----- Data for review -----

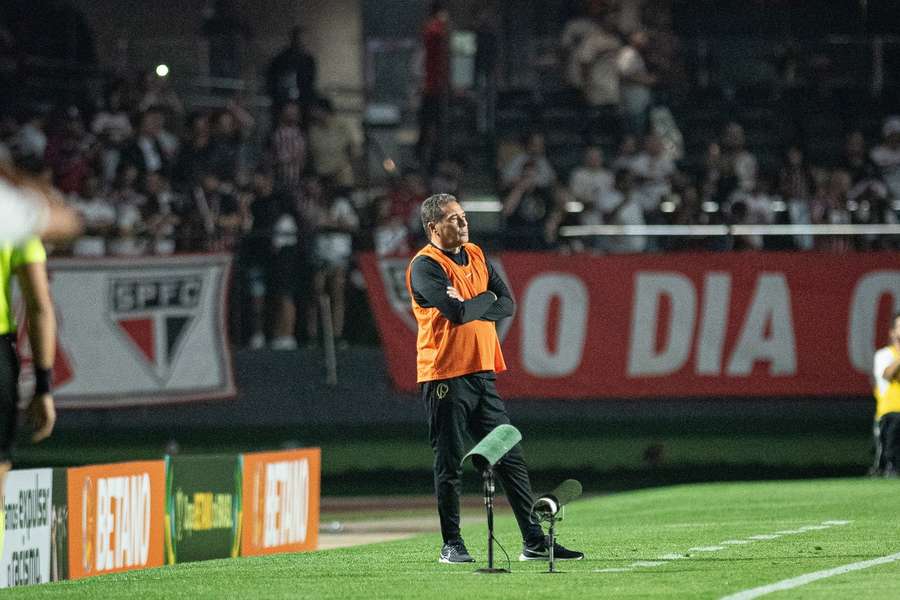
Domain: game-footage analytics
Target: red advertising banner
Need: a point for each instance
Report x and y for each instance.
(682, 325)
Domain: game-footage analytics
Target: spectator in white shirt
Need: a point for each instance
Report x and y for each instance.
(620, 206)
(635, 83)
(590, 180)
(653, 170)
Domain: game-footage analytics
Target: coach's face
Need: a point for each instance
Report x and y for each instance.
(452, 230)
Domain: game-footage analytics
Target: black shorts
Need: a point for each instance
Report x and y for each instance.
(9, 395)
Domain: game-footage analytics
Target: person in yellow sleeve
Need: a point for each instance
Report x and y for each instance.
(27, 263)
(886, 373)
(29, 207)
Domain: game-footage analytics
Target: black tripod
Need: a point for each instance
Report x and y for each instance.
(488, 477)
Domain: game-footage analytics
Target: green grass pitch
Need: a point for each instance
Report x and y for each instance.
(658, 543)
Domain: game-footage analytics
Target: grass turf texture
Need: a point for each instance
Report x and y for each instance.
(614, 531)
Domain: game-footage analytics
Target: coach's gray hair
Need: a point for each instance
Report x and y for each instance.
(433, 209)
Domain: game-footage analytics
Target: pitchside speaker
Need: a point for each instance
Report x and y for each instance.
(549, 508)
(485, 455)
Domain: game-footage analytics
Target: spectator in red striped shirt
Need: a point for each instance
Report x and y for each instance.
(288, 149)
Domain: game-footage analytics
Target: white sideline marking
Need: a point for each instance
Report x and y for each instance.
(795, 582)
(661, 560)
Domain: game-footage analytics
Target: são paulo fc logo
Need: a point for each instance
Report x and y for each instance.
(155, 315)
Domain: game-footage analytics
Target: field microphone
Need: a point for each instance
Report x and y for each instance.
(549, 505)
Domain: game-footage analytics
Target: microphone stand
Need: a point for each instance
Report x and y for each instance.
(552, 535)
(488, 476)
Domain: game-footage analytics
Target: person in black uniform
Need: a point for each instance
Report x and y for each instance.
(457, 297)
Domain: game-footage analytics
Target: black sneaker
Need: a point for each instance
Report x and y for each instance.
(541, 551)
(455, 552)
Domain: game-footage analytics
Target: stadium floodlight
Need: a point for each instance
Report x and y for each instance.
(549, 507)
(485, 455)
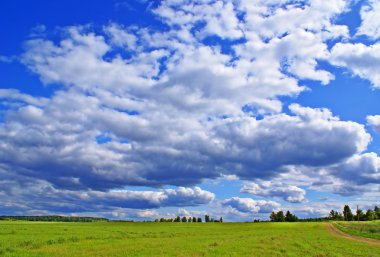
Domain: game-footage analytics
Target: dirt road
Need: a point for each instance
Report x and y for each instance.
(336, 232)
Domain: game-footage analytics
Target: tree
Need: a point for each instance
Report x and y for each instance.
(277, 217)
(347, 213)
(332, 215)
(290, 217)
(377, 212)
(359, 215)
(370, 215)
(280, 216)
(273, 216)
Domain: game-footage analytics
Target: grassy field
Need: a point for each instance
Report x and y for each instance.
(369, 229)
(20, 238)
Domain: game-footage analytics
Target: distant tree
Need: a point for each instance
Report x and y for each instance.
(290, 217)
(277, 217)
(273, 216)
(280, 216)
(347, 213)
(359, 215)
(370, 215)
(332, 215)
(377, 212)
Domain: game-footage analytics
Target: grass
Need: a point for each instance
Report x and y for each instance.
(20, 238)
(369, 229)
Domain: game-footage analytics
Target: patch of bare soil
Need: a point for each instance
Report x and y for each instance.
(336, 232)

-----
----- Data for review -----

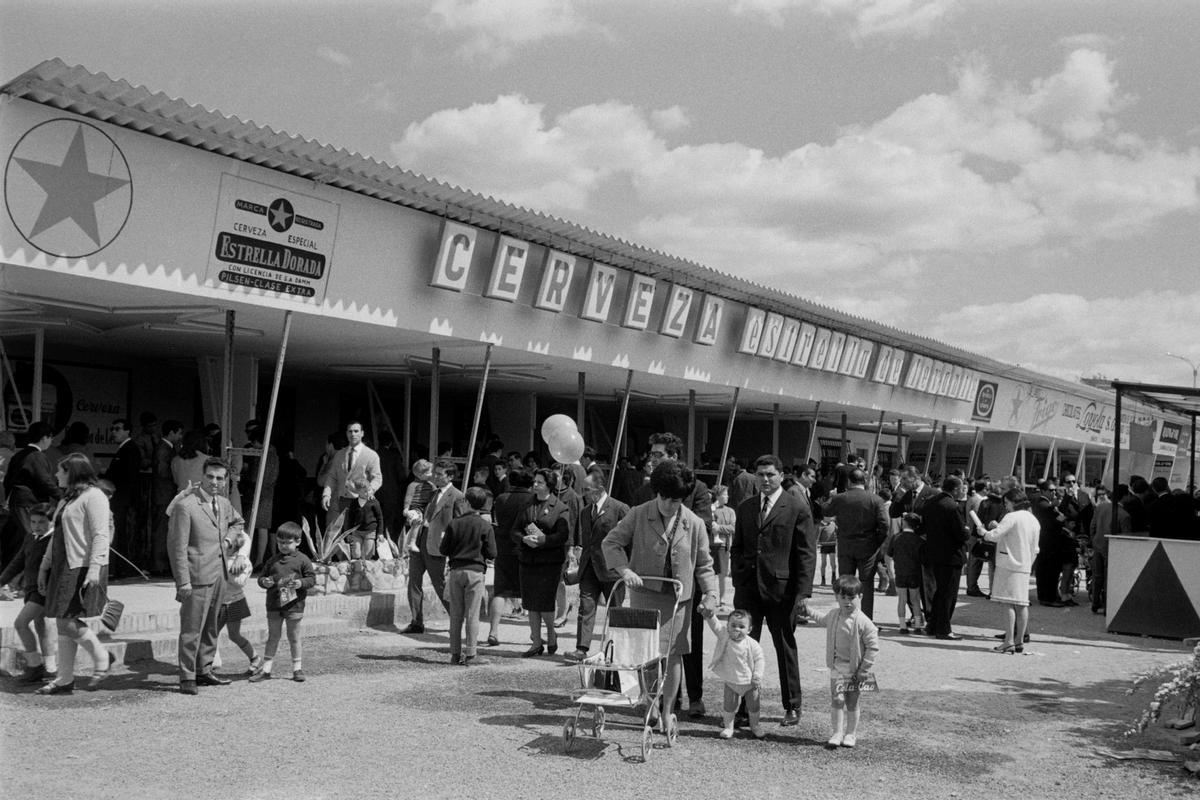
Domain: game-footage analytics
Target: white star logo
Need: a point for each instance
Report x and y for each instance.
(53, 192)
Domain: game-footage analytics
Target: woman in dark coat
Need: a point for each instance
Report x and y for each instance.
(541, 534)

-----

• **Your assignment**:
The expected output is exactly the lines of the listing above between the line holding "Target: grassy field" and the line holding "Target: patch of bare soil", inclusive.

• **Your solution**:
Target: grassy field
Need: a point for each instance
Report x and y for each instance.
(369, 229)
(20, 238)
Domain: game-footage analytics
Target: distant tree
Need: a point for each instance
Report x and y for each instance.
(290, 217)
(277, 217)
(273, 216)
(280, 216)
(347, 213)
(359, 215)
(370, 215)
(332, 215)
(377, 212)
Domain: game-footage analytics
Target: grass
Need: a point for each instance
Report x and y for each instance.
(20, 238)
(369, 229)
Domain: game-footage analytics
Target: patch of bare soil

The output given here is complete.